(Article):
★ ★ ★ ★ ★
That particular use-case would probably best be served with a separate
replication channel which pushes data files from the primary to the
slaves and allows for the slave to basically "rewrite" its existing
table by pointing to the newly supplied version.  Some kind of "CREATE
STATIC TABLE" and "PUSH STATIC TABLE TO {all | replica name}" command
combo...though ideally with less manual intervention...

You still have the same problem of knowing if someone has scribbled on the data since the last checkpoint.

​That seems like an automation concern though...the more limited idea was to simply have a means for a table to exist on the master and allow the user to cause an exact copy of that table to appear on a replica via direct data transfer (i.e., without need to create a backup/dump).  If the table already exists on the replica the existing version remains as-is until the new table is fully push and then a filenode pointer update happens.  If changes are made to the master the two tables will remain diverged until a new push occurs.​

I imaging this same idea could be handled external to the database though I'm don't know enough to comment on the specific technical merits of each.​


There's been recent discussion of adding support for read-only tables. If we had those, we might be able to support something like...
★ ★ ★ ★ ★
(Set exercise 1): Print the passage from the replication discussion, beginning at the words "I imaging this" and ending after the words "support something like...".

(Given data):
★ ★ ★ ★ ★
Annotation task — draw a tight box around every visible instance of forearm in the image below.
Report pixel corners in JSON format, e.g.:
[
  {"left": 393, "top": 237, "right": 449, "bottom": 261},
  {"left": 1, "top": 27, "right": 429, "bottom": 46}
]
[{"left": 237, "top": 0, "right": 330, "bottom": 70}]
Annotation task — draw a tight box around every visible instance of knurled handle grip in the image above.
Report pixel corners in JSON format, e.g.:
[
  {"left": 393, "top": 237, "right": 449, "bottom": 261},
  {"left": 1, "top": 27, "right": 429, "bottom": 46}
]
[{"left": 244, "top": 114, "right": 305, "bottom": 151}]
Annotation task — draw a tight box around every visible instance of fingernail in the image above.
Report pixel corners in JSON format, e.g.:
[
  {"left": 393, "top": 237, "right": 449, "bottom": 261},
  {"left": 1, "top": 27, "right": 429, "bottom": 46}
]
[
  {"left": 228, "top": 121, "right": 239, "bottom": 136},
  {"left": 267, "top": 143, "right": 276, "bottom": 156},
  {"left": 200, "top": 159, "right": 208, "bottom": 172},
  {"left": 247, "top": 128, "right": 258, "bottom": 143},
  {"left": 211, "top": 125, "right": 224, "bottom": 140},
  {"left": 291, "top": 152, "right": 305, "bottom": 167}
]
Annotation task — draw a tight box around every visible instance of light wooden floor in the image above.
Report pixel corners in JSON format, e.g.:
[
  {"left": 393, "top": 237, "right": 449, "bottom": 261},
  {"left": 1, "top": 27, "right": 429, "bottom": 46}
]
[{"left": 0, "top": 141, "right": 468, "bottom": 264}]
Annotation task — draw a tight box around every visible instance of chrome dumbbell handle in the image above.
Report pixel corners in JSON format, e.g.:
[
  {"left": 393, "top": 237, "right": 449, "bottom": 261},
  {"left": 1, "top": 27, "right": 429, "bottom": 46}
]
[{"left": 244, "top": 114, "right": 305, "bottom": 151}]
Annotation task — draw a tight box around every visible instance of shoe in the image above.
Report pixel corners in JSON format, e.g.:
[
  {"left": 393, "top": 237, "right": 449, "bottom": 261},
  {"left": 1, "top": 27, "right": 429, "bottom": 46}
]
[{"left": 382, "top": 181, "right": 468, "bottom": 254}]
★ ★ ★ ★ ★
(Set exercise 2): Output, without any change, the entries from the line containing "shoe in the image above." through the end of the entries.

(Task response 1):
I imaging this same idea could be handled external to the database though I'm don't know enough to comment on the specific technical merits of each.​


There's been recent discussion of adding support for read-only tables. If we had those, we might be able to support something like...

(Task response 2):
Annotation task — draw a tight box around every visible instance of shoe in the image above.
Report pixel corners in JSON format, e.g.:
[
  {"left": 393, "top": 237, "right": 449, "bottom": 261},
  {"left": 1, "top": 27, "right": 429, "bottom": 46}
]
[{"left": 382, "top": 181, "right": 468, "bottom": 254}]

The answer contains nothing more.